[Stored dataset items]
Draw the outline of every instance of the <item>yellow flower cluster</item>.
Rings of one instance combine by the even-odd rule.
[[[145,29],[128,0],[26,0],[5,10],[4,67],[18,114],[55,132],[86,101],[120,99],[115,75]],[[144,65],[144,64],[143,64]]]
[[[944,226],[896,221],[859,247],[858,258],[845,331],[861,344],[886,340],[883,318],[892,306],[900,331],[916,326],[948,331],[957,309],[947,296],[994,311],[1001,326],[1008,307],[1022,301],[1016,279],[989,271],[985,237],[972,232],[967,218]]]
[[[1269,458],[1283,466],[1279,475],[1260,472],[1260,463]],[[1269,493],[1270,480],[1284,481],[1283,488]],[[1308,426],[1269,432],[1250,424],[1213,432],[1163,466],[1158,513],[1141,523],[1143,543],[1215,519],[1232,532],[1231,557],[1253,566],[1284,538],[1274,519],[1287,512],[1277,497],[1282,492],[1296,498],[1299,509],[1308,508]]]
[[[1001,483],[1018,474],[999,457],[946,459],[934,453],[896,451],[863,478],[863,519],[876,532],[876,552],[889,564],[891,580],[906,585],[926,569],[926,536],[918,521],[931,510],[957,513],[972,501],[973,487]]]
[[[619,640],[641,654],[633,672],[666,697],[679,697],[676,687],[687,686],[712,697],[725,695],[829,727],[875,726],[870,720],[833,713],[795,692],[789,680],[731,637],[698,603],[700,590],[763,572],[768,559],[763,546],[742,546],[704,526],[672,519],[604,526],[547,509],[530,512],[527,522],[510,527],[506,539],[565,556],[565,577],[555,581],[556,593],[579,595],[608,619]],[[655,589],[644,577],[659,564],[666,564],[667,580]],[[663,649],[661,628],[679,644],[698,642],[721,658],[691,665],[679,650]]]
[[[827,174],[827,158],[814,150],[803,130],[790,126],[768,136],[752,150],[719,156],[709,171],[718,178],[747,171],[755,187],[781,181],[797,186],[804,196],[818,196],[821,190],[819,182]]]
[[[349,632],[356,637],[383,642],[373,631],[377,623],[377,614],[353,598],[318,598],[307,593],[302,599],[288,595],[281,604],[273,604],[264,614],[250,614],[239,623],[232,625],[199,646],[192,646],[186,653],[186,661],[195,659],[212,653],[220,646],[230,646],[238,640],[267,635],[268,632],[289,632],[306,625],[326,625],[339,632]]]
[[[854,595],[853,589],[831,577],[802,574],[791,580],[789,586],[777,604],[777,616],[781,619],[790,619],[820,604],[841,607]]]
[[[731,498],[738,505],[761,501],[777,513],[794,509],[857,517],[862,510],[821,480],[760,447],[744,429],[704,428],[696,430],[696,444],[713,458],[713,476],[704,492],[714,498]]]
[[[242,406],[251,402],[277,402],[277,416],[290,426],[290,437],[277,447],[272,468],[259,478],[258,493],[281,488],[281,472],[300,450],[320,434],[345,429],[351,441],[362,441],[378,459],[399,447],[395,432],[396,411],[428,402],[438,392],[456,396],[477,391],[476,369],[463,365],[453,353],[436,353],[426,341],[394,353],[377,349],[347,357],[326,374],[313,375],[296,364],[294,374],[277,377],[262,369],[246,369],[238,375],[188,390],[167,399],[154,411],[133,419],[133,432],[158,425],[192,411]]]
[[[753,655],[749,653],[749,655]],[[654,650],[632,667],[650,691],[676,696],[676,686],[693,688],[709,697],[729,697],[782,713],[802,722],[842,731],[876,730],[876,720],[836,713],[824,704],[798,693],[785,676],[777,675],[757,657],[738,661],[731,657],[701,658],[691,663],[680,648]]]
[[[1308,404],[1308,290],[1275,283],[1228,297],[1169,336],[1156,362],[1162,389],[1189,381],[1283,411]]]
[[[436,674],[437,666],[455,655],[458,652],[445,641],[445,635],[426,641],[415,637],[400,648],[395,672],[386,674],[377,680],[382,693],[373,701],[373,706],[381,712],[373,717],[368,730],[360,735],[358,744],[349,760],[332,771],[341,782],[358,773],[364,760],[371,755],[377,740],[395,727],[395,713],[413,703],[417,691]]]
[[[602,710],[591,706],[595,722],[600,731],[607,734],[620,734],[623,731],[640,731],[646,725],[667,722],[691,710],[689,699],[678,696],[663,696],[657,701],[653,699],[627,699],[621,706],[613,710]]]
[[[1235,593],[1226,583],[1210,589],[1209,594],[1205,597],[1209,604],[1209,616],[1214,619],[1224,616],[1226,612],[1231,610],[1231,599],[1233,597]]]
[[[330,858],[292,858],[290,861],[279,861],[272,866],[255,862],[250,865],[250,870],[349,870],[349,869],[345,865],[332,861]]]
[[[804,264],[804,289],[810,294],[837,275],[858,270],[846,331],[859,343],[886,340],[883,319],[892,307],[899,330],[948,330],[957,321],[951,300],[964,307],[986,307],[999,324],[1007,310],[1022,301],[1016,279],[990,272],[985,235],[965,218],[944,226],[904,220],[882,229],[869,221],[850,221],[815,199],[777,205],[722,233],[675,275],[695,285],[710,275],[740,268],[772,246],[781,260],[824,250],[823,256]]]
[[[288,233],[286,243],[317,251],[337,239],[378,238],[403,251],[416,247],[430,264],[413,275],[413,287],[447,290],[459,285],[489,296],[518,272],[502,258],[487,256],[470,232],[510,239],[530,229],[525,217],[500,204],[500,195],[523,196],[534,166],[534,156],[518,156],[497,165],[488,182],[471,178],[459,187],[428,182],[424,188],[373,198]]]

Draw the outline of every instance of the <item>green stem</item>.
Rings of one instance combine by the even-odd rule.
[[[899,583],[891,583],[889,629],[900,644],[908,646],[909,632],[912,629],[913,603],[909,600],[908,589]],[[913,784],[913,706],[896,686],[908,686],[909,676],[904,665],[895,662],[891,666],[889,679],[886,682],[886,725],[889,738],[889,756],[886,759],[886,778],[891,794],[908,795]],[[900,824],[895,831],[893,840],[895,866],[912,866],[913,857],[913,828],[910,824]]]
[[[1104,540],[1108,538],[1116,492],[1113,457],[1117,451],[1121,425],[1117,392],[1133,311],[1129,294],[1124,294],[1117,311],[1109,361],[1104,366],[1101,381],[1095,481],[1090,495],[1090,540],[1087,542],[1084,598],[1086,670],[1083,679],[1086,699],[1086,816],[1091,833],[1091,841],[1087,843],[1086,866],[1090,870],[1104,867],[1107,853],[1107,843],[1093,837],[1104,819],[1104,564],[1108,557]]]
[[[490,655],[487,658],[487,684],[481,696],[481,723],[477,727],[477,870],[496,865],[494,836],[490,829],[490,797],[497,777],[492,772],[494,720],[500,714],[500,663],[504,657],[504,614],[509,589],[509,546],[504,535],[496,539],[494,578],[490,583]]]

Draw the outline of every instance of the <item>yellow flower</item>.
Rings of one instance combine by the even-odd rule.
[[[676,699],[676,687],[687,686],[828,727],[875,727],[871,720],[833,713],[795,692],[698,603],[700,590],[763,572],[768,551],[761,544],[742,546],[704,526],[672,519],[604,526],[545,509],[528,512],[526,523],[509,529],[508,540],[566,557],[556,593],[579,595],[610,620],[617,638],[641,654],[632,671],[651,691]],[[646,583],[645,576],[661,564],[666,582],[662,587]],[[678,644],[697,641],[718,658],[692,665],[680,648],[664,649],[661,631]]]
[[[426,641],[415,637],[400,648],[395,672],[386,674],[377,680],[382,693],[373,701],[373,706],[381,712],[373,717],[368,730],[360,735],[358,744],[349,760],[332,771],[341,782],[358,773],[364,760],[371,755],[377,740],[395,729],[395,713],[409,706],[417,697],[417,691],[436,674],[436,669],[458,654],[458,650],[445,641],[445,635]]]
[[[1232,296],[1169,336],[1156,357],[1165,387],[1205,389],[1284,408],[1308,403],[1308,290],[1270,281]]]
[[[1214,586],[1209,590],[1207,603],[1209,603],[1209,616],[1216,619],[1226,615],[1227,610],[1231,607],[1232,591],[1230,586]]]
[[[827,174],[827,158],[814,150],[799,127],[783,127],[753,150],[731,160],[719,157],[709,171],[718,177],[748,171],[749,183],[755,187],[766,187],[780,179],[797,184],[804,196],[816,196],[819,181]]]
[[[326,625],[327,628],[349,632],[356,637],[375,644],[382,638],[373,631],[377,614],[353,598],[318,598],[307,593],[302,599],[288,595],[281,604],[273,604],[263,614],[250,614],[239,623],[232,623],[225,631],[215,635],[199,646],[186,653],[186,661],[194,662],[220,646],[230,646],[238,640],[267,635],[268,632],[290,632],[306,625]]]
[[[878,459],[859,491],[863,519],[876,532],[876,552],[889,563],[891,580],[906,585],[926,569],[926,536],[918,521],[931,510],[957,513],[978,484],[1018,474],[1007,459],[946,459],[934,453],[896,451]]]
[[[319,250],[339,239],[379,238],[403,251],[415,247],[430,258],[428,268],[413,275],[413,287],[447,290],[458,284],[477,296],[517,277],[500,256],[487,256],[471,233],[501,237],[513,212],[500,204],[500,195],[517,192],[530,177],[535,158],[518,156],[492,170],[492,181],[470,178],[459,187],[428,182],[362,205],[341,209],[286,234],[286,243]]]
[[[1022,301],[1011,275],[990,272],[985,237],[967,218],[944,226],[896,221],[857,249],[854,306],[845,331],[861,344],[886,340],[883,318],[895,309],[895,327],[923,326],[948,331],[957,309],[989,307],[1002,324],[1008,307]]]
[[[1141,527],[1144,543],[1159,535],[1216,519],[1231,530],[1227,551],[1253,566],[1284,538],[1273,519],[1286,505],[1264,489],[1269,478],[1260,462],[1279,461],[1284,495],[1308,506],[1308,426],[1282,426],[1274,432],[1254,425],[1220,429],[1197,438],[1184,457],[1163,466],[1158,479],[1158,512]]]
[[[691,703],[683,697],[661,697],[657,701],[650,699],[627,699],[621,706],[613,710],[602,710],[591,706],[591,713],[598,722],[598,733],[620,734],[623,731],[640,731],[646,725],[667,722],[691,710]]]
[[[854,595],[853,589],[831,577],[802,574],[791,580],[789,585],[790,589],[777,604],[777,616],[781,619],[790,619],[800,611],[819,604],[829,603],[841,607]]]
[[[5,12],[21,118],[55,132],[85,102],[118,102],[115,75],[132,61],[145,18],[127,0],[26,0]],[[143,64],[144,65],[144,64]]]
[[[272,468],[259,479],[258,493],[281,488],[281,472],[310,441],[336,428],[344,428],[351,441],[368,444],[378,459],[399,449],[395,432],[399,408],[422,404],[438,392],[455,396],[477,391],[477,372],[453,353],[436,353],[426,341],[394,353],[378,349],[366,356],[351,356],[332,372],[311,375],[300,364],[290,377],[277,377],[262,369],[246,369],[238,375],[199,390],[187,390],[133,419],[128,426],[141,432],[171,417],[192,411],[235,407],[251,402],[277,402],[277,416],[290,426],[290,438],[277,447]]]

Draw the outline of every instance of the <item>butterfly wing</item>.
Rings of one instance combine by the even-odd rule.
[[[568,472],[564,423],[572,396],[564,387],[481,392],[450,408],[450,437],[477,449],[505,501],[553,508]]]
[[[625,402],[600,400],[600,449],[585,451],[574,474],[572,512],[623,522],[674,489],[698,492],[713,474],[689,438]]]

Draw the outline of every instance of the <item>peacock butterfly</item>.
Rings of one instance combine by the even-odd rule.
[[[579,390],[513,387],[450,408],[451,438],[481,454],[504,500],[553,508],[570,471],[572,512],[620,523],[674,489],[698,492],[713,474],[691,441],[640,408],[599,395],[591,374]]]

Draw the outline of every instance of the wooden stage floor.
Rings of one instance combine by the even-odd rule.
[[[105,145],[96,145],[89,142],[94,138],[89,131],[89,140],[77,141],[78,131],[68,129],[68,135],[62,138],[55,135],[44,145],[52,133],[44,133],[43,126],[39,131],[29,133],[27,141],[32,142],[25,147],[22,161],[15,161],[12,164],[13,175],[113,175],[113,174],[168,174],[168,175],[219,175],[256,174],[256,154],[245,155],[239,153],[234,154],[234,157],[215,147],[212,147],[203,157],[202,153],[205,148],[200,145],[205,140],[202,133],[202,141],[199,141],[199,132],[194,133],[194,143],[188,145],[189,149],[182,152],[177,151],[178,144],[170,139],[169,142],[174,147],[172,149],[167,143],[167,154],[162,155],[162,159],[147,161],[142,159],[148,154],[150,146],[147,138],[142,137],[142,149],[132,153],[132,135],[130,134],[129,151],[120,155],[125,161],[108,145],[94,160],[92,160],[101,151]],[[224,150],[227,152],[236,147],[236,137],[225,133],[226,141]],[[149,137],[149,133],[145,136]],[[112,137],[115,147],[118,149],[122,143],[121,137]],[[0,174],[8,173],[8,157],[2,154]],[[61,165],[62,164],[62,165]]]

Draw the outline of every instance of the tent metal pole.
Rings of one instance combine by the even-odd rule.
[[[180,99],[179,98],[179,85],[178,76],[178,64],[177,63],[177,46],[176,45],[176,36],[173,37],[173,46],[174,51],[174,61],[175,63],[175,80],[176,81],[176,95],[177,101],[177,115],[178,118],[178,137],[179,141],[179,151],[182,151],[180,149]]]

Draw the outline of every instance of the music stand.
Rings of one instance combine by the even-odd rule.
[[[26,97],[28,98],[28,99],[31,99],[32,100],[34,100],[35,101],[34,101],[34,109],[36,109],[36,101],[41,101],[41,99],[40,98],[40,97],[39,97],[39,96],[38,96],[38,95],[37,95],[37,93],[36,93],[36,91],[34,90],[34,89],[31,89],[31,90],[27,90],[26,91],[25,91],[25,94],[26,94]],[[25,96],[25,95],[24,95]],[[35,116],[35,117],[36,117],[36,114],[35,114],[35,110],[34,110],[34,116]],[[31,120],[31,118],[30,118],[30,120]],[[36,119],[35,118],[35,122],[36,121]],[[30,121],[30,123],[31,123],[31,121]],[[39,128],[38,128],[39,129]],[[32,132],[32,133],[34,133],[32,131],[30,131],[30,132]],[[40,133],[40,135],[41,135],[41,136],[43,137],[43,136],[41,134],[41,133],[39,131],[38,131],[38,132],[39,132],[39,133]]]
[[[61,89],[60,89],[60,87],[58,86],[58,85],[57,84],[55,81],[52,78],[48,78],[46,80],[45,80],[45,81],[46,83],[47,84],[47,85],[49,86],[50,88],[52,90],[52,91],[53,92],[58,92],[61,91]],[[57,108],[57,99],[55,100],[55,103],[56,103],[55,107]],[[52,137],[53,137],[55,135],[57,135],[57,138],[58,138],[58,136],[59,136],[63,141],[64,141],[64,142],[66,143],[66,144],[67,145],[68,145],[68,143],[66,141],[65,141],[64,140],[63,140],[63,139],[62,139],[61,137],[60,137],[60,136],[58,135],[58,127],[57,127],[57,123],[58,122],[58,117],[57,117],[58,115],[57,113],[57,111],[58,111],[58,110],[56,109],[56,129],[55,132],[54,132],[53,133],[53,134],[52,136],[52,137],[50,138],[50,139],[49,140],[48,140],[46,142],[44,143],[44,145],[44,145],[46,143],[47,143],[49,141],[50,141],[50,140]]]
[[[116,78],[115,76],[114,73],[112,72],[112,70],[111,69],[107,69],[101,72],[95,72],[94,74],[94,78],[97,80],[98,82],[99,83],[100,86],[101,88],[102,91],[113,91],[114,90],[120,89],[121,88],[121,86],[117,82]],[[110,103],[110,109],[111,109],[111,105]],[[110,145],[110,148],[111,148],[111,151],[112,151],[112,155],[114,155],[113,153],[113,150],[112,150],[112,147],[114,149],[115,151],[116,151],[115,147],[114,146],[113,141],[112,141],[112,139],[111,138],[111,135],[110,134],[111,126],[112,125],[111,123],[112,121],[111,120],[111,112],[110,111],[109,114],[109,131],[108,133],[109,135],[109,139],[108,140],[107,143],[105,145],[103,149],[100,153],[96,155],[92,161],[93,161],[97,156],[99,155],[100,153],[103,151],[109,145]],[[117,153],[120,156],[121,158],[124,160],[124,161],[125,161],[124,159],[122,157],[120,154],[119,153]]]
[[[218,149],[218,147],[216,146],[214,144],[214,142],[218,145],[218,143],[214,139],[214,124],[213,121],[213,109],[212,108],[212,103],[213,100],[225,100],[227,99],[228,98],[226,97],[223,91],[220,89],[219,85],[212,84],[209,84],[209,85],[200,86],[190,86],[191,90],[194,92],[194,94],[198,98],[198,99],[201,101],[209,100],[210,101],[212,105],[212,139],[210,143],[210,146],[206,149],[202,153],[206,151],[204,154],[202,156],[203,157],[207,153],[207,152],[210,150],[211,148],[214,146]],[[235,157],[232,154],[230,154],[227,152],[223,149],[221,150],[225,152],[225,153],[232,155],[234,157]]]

**TO DO**. Show every line of the rows above that contains the word "yellow", copying each such line in full.

**THE SOLUTION**.
Draw the outline of every instance of the <item>yellow flower cluster</item>.
Draw the outline of every instance of the <item>yellow flower</item>.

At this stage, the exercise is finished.